**Given instruction a:** In the gardening post, what did the writer amend the hole with?

— Start of Text shown —

Wednesday, April 6, 2011

Spring is for Transplanting

As many of you gardeners understand we are a compulsive lot. We are many times controlled by our perfectionism to achieve just that right look. My wife laughs while she sits in here coaster chair watching me observe and analyze the current state of the landscape. To me its almost like a curse, like a squirrel burying his nuts or looking for nuts from past burying episodes. We go to different venues in our minds, maybe that would work, maybe not. For me with my artistic and analytical mind I am in constant thought on what to do or plan next. I guess it keeps me young. Ha.

Hydrangea "Lady in Red"
I've already moved over twenty something plants this early spring before they begin active growth. This Hydrangea "Lady in Red" struggled over the past year under a Red Oak Tree, never achieving the greatness it deserved (hows that for reasoning). Actually I thought it "looked" better here. I wonder how many more times it will be moved. Ha! Of course every time you start a project you run into the unknown. Upon starting the "hole" I ran into a layered conglomeration of ____.  Put your own four letter word for the imperfection there (stuff). One layer of river rock, a layer of bark, a layer of plastic trash bags laid flat for a barrier I guess, and another layer of river rock, and that doesn't even include the heavy clay soil. I removed the crud and amended the "hole" with sphagnum peat moss in order to achieve the desired "pink" inflorescence. We will see if the Lady meets the requirements (this year anyway).

— End of Text shown —

**Given instruction b:** In the source data entries, rewrite the lines from the line with "locate the wooden floor in the photo above" to the line with "(1184, 124)", replacing "dot" with "mark" and leaving everything else unchanged.

— Start of Data —

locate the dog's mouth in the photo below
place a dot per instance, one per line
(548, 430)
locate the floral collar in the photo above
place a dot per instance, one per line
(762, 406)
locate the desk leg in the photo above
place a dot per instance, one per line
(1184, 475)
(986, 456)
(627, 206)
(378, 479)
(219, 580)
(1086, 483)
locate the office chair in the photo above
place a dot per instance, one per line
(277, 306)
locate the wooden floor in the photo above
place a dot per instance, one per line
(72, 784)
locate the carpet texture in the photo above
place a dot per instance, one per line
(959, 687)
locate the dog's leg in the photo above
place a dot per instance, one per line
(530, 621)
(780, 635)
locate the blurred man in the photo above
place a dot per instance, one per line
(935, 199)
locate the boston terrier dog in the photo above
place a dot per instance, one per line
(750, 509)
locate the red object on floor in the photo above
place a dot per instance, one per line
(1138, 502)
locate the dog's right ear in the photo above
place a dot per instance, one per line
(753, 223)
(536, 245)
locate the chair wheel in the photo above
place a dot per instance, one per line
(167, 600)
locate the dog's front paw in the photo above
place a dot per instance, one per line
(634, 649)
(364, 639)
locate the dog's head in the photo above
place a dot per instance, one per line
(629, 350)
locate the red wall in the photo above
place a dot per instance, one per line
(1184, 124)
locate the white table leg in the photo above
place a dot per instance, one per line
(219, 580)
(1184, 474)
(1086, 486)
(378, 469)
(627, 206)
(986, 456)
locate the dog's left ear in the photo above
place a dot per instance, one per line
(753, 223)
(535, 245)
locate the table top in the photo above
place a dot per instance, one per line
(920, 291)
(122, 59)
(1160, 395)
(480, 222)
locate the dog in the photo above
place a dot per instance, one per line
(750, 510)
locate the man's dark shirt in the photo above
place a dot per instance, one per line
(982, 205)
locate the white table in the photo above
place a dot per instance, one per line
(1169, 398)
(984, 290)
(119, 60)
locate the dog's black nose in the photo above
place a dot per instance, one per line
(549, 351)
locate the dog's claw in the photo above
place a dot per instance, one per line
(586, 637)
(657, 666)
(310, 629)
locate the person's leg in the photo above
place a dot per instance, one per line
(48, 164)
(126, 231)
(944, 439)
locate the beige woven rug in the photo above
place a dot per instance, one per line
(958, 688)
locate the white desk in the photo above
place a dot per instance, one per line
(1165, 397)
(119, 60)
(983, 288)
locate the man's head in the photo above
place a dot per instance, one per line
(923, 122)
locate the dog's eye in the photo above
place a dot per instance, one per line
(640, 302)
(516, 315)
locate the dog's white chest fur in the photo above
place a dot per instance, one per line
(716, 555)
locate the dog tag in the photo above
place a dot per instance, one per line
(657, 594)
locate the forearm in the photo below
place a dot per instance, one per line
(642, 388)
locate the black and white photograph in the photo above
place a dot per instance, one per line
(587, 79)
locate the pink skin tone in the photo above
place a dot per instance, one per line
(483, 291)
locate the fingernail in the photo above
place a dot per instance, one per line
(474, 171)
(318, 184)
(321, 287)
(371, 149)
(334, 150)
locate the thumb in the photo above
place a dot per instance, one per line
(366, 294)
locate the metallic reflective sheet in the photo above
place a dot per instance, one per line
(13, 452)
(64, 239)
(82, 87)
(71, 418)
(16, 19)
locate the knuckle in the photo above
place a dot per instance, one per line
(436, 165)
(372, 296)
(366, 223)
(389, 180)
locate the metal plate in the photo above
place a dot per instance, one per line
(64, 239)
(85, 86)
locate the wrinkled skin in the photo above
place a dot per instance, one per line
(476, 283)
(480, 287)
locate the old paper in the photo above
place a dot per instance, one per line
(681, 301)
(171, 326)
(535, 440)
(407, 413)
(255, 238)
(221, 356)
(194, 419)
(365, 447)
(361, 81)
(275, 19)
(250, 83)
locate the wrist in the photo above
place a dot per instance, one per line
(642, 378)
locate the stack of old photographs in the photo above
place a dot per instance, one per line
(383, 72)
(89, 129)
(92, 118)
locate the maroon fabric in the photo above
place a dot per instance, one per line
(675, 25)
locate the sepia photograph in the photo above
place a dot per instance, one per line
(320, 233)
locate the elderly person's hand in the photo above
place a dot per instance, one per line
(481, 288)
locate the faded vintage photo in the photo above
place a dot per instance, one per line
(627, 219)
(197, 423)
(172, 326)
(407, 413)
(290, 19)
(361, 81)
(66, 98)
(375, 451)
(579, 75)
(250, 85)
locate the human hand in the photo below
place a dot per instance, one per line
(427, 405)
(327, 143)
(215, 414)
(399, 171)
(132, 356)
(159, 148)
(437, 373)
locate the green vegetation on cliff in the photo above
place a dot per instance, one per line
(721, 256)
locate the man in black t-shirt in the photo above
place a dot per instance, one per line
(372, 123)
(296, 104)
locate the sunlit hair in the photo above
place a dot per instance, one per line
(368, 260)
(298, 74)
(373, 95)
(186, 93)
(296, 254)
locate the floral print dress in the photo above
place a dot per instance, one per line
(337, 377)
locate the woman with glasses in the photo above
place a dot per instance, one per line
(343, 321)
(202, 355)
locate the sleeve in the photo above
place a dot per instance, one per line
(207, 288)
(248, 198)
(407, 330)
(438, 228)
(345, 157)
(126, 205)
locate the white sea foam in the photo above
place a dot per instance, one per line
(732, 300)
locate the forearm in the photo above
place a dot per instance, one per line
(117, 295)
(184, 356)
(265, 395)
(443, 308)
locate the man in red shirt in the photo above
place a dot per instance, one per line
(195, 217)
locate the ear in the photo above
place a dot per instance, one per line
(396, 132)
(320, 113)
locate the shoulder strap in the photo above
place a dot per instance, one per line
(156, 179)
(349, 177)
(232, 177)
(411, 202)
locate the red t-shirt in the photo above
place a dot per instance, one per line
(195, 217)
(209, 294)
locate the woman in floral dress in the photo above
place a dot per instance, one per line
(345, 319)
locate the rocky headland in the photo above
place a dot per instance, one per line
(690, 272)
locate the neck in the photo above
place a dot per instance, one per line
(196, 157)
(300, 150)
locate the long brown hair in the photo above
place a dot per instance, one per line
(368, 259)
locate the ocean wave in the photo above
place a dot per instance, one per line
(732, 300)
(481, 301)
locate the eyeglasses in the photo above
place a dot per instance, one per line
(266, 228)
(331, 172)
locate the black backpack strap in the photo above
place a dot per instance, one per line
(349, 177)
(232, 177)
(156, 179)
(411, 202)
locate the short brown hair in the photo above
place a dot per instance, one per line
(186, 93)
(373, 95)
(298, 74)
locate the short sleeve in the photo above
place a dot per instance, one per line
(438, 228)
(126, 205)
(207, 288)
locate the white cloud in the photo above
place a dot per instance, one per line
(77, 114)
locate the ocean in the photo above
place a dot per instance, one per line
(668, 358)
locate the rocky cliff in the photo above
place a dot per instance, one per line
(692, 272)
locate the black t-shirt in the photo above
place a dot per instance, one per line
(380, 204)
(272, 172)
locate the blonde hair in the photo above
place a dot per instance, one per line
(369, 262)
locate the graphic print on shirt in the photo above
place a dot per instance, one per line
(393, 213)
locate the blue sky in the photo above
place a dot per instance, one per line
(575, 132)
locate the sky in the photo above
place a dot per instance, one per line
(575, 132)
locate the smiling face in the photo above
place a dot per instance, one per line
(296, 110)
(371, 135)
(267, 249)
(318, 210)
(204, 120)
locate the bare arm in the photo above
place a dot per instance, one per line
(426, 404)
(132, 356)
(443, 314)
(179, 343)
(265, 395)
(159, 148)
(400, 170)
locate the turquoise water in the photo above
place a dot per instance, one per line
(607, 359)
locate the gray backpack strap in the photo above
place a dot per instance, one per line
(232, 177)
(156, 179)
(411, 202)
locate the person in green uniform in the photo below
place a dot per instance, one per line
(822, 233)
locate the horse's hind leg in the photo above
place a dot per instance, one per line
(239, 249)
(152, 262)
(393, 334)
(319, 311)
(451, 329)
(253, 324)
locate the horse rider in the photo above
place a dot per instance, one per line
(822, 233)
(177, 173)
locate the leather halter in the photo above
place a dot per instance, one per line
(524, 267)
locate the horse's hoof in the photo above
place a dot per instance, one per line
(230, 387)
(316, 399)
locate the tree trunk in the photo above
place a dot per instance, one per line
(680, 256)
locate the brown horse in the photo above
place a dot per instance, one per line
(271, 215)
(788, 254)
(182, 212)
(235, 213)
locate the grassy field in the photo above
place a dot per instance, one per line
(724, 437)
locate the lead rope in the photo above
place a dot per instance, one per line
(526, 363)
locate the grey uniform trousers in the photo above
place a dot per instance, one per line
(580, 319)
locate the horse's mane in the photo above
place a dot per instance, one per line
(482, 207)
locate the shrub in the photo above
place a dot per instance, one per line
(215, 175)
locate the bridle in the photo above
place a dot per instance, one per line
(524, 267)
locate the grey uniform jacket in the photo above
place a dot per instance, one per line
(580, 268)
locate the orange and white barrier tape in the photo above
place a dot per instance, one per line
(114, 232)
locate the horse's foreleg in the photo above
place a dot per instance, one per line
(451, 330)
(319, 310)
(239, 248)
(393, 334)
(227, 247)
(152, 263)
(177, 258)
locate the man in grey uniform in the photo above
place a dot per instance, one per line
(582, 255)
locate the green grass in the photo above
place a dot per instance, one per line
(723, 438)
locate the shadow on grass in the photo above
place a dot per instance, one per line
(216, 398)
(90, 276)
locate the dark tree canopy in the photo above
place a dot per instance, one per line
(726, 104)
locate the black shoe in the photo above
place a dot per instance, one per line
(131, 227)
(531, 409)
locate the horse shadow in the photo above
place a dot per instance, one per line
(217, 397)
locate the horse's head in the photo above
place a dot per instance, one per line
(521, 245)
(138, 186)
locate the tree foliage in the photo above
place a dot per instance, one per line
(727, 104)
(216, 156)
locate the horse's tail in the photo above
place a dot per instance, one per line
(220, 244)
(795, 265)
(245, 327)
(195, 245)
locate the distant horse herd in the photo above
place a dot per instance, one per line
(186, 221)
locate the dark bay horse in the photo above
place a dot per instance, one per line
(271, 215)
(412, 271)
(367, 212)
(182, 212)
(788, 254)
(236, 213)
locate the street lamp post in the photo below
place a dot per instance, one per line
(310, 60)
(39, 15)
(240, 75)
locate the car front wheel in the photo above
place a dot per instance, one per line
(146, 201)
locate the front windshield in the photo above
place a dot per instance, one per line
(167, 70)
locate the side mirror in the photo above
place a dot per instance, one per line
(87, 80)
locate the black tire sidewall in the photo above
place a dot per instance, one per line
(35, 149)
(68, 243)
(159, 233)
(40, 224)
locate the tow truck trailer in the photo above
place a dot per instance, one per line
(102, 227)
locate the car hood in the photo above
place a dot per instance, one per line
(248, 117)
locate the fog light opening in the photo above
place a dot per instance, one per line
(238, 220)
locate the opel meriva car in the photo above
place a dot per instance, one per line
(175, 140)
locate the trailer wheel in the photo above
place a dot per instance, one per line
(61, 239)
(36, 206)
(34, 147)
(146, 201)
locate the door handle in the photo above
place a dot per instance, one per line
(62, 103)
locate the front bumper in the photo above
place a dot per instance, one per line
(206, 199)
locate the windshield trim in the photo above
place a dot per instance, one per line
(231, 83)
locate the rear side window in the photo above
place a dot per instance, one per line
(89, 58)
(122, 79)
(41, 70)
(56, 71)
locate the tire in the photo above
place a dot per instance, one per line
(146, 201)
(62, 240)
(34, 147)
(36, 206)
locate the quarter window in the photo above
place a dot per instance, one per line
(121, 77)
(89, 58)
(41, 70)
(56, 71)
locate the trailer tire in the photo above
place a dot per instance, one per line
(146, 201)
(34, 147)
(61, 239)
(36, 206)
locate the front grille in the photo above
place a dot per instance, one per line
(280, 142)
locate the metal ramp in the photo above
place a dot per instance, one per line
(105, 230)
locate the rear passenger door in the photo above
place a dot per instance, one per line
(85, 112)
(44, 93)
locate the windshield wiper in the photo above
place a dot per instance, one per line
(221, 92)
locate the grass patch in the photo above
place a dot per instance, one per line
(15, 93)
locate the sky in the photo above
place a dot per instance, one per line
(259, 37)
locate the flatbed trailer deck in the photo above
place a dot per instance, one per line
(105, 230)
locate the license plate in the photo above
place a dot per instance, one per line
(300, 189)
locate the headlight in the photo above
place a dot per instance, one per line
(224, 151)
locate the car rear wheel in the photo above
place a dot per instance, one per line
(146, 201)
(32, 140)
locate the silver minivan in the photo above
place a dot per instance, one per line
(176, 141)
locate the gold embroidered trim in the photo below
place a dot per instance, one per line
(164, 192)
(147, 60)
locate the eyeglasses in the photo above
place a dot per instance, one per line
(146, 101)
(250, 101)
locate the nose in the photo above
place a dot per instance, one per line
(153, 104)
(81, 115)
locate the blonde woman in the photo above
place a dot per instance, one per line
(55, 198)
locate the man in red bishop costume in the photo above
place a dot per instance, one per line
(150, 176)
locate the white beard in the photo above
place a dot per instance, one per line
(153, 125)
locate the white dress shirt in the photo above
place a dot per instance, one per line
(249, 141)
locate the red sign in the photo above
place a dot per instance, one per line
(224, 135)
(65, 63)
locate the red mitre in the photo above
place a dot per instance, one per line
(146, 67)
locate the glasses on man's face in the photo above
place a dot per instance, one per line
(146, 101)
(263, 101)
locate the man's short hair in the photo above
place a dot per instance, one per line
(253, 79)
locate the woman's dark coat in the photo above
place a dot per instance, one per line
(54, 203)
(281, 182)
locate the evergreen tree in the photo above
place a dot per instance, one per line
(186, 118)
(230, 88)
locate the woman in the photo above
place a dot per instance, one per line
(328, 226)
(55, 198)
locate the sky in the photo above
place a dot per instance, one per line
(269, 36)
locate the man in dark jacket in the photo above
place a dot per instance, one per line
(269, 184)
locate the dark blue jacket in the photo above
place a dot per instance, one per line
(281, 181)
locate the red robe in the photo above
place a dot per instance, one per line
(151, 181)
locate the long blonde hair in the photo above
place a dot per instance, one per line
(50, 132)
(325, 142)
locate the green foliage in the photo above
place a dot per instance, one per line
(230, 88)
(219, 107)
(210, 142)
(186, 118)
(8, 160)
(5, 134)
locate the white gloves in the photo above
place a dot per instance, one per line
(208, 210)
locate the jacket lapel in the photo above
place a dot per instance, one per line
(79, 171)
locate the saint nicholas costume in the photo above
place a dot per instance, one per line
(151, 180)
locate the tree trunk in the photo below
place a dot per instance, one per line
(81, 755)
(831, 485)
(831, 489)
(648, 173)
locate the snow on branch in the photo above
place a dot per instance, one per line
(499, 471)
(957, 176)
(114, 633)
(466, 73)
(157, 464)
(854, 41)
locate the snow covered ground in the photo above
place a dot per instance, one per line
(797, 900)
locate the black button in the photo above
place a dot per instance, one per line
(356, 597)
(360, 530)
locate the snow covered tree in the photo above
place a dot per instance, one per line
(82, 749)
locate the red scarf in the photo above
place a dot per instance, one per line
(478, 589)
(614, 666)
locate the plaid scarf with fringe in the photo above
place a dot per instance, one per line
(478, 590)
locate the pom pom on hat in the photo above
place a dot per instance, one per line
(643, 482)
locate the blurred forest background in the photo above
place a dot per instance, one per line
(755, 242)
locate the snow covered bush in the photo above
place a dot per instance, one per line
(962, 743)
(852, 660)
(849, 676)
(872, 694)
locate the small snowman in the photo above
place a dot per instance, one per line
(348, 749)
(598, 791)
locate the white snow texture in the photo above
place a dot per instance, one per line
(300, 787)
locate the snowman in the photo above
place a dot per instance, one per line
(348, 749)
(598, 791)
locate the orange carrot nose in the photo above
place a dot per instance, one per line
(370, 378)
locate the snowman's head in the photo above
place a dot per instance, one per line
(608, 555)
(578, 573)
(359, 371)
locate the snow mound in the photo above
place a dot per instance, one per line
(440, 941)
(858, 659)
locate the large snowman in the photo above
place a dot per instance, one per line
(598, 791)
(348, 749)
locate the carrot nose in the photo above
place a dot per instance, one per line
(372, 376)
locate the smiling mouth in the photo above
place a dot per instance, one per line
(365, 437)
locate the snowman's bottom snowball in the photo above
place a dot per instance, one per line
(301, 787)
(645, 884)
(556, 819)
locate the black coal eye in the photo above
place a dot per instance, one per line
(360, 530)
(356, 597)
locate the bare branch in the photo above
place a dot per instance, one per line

— End of Data —

**Full output a:** Sphagnum peat moss.

**Full output b:**
locate the wooden floor in the photo above
place a mark per instance, one per line
(72, 784)
locate the carpet texture in the photo above
place a mark per instance, one per line
(959, 687)
locate the dog's leg in the photo above
place a mark per instance, one per line
(530, 621)
(780, 635)
locate the blurred man in the photo above
place a mark per instance, one per line
(935, 199)
locate the boston terrier dog in the photo above
place a mark per instance, one per line
(750, 509)
locate the red object on floor in the photo above
place a mark per instance, one per line
(1138, 502)
locate the dog's right ear in the photo above
place a mark per instance, one per line
(753, 223)
(536, 245)
locate the chair wheel in the photo above
place a mark per instance, one per line
(167, 600)
locate the dog's front paw in the photo above
place a mark per instance, one per line
(634, 649)
(364, 639)
locate the dog's head in the photo above
place a mark per instance, one per line
(629, 350)
locate the red wall in the photo above
place a mark per instance, one per line
(1184, 124)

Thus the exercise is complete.